== Excerpted text ==
Purpose of the Study:

  • To introduce a generic fuzzy-based approach, Gaussian-based Modified Local Consensus Spatial Fuzzy (GMLCSF), for robust image classification.
  • To address limitations of existing methods when dealing with diverse image sources, inhomogeneities, and artifacts.
  • To enhance the accuracy and efficacy of image classification frameworks irrespective of data origin and uncertainties.

Main Methods:

  • Utilizes a histogram peak associative rule for intelligent cluster identification and center initialization.
  • Incorporates a consensus-inspired local spatial membership function with a global function to mitigate noise and inhomogeneities.
  • Formulates Gaussian, geometric, and local consensus-based spatial information for improved classification accuracy.

Main Results:

  • Demonstrates superior performance over state-of-the-art techniques on remote sensing and MRI datasets.
===
== Data provided ==
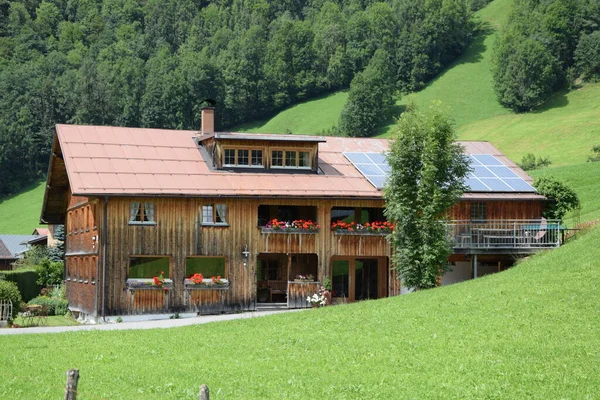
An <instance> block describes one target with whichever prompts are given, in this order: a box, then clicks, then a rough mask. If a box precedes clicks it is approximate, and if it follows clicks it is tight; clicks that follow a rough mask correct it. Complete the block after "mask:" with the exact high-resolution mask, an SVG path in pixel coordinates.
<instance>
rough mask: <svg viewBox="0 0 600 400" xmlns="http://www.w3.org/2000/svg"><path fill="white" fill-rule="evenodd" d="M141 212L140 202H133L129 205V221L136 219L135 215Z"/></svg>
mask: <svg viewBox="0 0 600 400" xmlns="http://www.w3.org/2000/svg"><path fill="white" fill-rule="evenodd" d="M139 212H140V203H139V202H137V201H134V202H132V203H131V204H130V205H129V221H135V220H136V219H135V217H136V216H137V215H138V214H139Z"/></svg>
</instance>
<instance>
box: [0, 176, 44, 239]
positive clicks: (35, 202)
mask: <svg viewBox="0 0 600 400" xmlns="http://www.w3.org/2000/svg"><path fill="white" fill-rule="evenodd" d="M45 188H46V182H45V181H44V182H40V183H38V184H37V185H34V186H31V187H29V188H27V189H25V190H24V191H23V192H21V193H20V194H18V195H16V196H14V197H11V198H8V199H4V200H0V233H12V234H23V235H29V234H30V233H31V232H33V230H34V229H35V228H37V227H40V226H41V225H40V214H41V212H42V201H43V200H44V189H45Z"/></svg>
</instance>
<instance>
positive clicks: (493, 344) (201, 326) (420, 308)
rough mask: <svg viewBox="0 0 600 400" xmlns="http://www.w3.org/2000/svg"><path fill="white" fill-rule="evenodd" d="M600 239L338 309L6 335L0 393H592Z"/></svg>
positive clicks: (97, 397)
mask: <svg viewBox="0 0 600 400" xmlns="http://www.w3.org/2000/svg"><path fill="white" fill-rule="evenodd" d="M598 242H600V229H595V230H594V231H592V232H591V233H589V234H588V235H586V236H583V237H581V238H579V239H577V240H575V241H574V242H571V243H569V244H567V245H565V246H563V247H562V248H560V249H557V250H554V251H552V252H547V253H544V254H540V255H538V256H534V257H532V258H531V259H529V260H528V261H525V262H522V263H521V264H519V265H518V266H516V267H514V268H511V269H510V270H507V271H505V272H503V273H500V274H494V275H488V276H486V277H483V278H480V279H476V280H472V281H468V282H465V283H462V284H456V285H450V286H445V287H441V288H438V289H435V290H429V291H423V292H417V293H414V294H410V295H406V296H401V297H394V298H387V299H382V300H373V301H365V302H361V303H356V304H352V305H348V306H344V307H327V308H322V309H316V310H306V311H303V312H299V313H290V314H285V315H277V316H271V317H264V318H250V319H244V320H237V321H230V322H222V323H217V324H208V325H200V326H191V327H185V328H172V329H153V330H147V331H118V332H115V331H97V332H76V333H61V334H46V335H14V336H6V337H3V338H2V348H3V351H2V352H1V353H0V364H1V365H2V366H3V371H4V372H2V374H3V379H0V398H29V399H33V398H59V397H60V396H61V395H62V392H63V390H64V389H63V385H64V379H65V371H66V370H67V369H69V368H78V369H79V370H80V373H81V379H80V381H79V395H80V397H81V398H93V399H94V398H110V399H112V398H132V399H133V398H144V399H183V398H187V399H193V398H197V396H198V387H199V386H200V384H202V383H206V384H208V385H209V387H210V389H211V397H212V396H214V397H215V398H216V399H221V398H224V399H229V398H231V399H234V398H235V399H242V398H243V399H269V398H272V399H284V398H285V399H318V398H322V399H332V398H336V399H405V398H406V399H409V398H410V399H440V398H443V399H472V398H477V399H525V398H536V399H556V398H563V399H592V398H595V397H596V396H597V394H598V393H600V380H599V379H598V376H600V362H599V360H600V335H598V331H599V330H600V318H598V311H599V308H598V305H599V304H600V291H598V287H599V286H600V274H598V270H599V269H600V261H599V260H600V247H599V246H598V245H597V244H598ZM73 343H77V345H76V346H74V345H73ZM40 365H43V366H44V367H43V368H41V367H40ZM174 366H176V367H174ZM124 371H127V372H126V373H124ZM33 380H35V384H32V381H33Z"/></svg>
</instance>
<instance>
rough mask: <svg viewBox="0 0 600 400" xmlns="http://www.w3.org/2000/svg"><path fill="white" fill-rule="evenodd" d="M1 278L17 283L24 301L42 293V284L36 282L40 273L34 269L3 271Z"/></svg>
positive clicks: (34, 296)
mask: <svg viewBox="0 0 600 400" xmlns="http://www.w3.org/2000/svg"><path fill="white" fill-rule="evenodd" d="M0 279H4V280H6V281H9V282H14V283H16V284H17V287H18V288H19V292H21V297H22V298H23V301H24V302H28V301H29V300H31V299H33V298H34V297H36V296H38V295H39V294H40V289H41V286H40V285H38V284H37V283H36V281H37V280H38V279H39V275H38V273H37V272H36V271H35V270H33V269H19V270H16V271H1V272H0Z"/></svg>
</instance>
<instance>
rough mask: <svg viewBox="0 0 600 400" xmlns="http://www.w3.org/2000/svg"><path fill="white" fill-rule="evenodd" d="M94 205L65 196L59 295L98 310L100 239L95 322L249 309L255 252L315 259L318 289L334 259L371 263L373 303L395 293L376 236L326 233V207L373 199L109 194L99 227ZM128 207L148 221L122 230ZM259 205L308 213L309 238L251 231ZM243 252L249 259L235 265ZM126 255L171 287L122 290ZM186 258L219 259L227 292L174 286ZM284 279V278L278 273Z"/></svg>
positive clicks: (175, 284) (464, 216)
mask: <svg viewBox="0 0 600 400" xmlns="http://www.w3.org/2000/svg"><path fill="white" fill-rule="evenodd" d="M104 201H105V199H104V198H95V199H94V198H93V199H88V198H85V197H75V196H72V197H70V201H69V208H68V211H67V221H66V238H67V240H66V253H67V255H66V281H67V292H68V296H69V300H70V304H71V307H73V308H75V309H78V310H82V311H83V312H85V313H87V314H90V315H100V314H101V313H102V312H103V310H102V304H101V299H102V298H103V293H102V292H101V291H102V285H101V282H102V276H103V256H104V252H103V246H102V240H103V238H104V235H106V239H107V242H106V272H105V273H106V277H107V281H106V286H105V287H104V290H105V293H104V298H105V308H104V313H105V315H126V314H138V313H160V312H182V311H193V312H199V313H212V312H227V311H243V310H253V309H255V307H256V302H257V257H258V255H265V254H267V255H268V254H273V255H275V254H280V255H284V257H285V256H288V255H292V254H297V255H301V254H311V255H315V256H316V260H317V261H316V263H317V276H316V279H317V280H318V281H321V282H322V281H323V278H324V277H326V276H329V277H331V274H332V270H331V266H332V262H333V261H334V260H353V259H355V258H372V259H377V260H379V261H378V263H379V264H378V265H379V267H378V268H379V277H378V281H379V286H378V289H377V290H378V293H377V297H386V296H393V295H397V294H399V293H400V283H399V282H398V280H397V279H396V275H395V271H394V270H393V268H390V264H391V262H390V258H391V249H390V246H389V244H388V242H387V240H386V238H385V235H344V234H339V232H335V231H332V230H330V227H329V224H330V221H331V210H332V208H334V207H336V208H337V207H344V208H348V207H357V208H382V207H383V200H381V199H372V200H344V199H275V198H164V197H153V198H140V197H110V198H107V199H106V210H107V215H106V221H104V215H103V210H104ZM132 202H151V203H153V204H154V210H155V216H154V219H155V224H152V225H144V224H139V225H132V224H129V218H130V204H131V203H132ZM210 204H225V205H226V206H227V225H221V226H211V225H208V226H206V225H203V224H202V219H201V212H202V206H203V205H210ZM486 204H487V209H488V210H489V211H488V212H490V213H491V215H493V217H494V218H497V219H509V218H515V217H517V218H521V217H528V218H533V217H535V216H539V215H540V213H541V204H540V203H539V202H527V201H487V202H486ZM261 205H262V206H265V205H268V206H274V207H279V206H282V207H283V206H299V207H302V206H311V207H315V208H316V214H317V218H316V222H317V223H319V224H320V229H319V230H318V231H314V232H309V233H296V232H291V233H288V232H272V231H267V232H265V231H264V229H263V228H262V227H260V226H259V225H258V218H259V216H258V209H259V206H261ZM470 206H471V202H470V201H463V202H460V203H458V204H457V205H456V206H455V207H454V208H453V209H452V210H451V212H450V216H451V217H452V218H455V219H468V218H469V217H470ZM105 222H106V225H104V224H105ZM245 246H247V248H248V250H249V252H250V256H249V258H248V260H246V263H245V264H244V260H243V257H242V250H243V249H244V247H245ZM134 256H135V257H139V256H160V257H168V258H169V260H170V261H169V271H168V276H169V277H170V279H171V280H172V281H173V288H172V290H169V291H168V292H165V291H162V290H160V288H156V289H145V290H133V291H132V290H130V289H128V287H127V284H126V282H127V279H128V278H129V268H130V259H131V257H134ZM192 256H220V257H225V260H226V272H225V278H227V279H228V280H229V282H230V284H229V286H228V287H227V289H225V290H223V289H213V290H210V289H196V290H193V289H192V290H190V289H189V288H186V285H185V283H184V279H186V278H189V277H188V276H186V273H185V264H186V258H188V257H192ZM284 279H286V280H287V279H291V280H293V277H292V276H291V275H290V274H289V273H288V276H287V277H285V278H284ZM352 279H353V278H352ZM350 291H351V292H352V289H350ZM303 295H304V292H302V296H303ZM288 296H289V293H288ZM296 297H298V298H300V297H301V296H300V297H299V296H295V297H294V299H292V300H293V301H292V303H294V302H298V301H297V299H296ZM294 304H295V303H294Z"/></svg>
===
▸ **Tasks**:
1. In the study summary, what rule does the method use to identify clusters and initialize their centers?
2. Pick up the study summary after its last line and continue it.

▸ **Task-by-task outputs**:
1. A histogram peak associative rule.

2.
  • Quantitative evaluation using partition coefficient, entropy, and spectral angle distance confirms effectiveness.
  • Qualitative analysis of classified images reveals significant improvements in accuracy and noise reduction.

Conclusions:

  • The proposed GMLCSF approach offers a powerful and versatile solution for image classification across diverse datasets.
  • GMLCSF effectively handles uncertainties, noise, and artifacts, outperforming existing methods.
  • This framework provides a significant advancement for applications requiring high-accuracy image classification.